> **SHORT TASK 1**
List each pink item of clothing the Superdragon film review below describes Cynthia Fulton wearing.
> **SHORT TASK 2**
According to the Superdragon film review below, what does Cynthia stop in order to bring Superdragon out of his trance?
> **SHORT TASK 3**
Write the next part of the Superdragon film review below, picking up right after its final sentence.
** START OF SOURCE EXCERPT **
New York chiama Superdrago aka New York Calling Superdragon (Giorgio Ferroni, 1966)
Superdragon is by turns silly and splendid. It is impossible to take seriously and yet it has moments of tension, surrealism and even sentimentality. The opening scene sets the tone with a pair of pink stilettos moving through the frame. The “suspense” music signals they belong to an assailant. Pan up to the pink pencil skirt, then pink jacket finally revealing Cynthia Fulton (Margaret Lee) as she picks up a knife. Brian Cooper aka Superdragon (Ray Danton) is deep into a yogic trance by the pool. She prods him in the belly with the tip of the knife. He doesn’t react. He only comes out of his heart stopped trance when she stops a nearby metronome. Cynthia is in fact an agent and former lover that has been sent to bring Superdragon out of retirement. From frolics in the pool and much flirting, the scene’s tone becomes very downbeat as Superdragon is told a friend has been killed investigating violent teenage acts in Fremont, Michigan.
** END OF SOURCE EXCERPT **
** START OF INFORMATION PROVIDED **
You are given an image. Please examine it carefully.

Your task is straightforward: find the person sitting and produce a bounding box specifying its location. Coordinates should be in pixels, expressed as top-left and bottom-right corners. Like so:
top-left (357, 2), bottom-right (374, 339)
** END OF INFORMATION PROVIDED **
> **EXERCISE RESULT 1**
pink stilettos, pink pencil skirt, pink jacket

> **EXERCISE RESULT 2**
A nearby metronome.

> **EXERCISE RESULT 3**
The film then surges into kitsch teen rebel territory with a trip to a Michigan bowling alley where “strange” chewing gum is being handed out to the kids. Future Peroni beer pin up girl Solvi Stubing does the most energetic wild eyed and chest jutting dance ever seen. Her pink sweater clad gyrations are given maximum screen time playing out to the full length of the 45 on the jukebox. Danton watches in awe. At his next encounter with Stubing, she goes “psycho” starting a fight in a gymnastics class before passing out. Superdragon returns to the bowling alley to investigate the free gum. Before getting any information, the vendor is shot. It’s a bizarre theatrical scene with the bullet coming through the Venetian blinds from a passing car. Back in his hotel room Superdragon thwarts an oriental agent’s attempt to assassinate him in a violent battle. Abruptly, the enemy agent locks himself in the bathroom and kills himself. Whether director Giorgio Ferroni engineered these sudden shifts in tone or moments of surrealism or not they certainly add to the films’ cult appeal. The story becomes much more bizarre in Amsterdam.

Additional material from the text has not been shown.